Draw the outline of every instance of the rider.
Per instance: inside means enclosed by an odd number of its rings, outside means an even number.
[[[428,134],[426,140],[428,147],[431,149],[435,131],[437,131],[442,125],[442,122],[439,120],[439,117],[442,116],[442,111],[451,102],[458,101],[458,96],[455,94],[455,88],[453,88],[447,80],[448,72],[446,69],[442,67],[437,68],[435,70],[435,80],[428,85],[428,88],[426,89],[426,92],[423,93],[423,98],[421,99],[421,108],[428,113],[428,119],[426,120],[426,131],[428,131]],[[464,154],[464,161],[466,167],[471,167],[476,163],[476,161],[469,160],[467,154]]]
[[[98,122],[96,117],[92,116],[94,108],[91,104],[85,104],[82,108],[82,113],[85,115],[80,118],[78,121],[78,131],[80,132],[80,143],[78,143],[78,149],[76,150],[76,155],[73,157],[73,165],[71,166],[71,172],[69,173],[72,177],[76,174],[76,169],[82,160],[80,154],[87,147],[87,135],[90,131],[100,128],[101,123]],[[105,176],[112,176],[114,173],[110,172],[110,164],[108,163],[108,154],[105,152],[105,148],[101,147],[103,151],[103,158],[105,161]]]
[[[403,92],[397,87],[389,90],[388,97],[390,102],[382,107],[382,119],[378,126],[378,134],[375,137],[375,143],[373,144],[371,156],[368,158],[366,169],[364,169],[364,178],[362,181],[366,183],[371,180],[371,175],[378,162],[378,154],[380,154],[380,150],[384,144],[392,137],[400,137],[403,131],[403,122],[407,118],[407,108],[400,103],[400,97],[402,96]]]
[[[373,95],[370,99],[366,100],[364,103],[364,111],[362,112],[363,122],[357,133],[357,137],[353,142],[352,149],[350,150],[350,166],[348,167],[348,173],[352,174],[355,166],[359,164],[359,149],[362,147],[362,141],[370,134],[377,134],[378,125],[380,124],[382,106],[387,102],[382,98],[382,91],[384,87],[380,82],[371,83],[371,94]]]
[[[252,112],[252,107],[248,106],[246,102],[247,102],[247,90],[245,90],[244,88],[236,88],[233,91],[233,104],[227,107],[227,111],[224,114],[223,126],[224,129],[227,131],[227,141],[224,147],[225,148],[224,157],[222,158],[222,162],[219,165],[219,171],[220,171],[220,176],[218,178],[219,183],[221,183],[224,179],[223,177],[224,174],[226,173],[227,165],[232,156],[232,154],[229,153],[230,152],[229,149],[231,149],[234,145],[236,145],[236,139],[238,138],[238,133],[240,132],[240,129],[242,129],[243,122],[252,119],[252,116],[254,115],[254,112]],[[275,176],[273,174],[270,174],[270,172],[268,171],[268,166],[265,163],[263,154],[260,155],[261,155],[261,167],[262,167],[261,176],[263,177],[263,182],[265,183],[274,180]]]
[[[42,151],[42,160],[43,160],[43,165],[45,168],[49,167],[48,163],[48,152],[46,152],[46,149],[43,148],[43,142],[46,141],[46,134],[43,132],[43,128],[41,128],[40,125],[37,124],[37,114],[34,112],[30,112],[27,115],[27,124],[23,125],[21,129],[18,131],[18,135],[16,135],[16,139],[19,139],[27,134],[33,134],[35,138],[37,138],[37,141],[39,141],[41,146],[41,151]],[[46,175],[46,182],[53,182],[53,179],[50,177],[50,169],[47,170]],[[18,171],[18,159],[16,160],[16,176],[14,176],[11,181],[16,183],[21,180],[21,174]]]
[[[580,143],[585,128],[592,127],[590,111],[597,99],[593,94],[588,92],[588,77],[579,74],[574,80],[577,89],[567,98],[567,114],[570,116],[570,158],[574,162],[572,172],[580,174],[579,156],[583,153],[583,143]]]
════════
PROBLEM STATEMENT ▸ Rewrite all of the data above as a two-column Markdown table headed Row and Line. Put each line's sequential number in the first column and the line itself in the second, and skip any blank lines.

PROBLEM SOLUTION ▸
| Row | Line |
|---|---|
| 1 | Draw the outline of every instance of the rider. |
| 2 | Per instance: inside means enclosed by an odd number of its rings, outside means an even number. |
| 3 | [[[428,134],[426,140],[428,147],[431,149],[435,131],[437,131],[442,125],[442,122],[439,120],[439,117],[442,116],[442,111],[451,102],[458,101],[458,96],[455,94],[455,88],[453,88],[447,80],[448,72],[446,69],[442,67],[437,68],[435,70],[435,80],[428,85],[428,88],[426,89],[426,92],[423,93],[423,98],[421,99],[421,108],[428,113],[428,119],[426,120],[426,131],[428,131]],[[464,154],[464,161],[466,167],[471,167],[476,163],[476,161],[469,160],[467,154]]] |
| 4 | [[[98,122],[96,117],[92,116],[94,108],[91,104],[85,104],[82,108],[82,113],[85,115],[80,118],[78,121],[78,131],[80,132],[80,143],[78,143],[78,149],[76,150],[76,155],[73,157],[73,165],[71,166],[71,172],[69,173],[72,177],[76,174],[76,169],[82,160],[80,154],[87,147],[87,135],[90,131],[100,128],[101,123]],[[105,176],[112,176],[114,173],[110,172],[110,164],[108,163],[108,154],[105,152],[105,148],[101,147],[103,151],[103,158],[105,161]]] |
| 5 | [[[403,92],[397,87],[389,90],[388,97],[390,102],[382,107],[382,119],[378,126],[378,134],[375,137],[375,143],[373,144],[371,156],[368,158],[366,169],[364,169],[364,178],[362,181],[366,183],[371,180],[371,175],[378,162],[378,154],[380,154],[380,150],[384,144],[392,137],[400,137],[403,131],[403,122],[407,118],[407,108],[400,103],[400,97],[402,96]]] |
| 6 | [[[373,95],[370,99],[366,100],[364,103],[364,111],[362,112],[363,122],[357,133],[357,137],[353,142],[352,149],[350,150],[350,166],[348,167],[348,173],[352,174],[355,166],[359,164],[359,149],[362,147],[362,141],[370,134],[377,134],[378,125],[380,124],[382,106],[387,102],[382,98],[382,91],[384,87],[380,82],[371,83],[371,94]]] |
| 7 | [[[252,112],[252,107],[248,106],[246,102],[247,102],[247,90],[245,90],[244,88],[236,88],[233,91],[233,104],[227,107],[227,111],[224,114],[223,126],[224,129],[227,131],[227,141],[224,147],[225,148],[224,157],[222,158],[222,162],[219,165],[219,171],[220,171],[220,176],[218,178],[219,183],[221,183],[224,179],[223,177],[224,174],[226,173],[227,165],[232,156],[232,154],[229,153],[230,152],[229,149],[231,149],[234,145],[236,145],[236,139],[238,138],[238,133],[240,132],[240,129],[242,129],[243,122],[252,119],[252,116],[254,115],[254,112]],[[275,176],[273,174],[270,174],[270,172],[268,171],[268,166],[265,163],[263,154],[260,155],[261,155],[261,167],[262,167],[261,176],[263,177],[263,182],[265,183],[274,180]]] |
| 8 | [[[42,151],[42,160],[43,160],[43,165],[45,168],[49,167],[48,163],[48,152],[46,152],[46,149],[43,148],[43,142],[46,141],[46,134],[43,132],[43,128],[41,128],[40,125],[37,124],[37,114],[34,112],[30,112],[27,115],[27,124],[23,125],[21,129],[18,131],[18,135],[16,135],[16,139],[19,139],[27,134],[33,134],[35,138],[37,138],[37,141],[39,141],[41,146],[41,151]],[[46,175],[46,182],[53,182],[53,179],[50,177],[50,169],[47,170]],[[18,171],[18,159],[16,160],[16,176],[14,176],[11,181],[16,183],[21,180],[21,174]]] |
| 9 | [[[580,143],[585,128],[592,127],[590,111],[597,99],[593,94],[588,92],[588,77],[579,74],[574,80],[577,89],[567,98],[567,114],[570,116],[570,158],[574,162],[572,172],[580,174],[579,156],[583,153],[583,143]]] |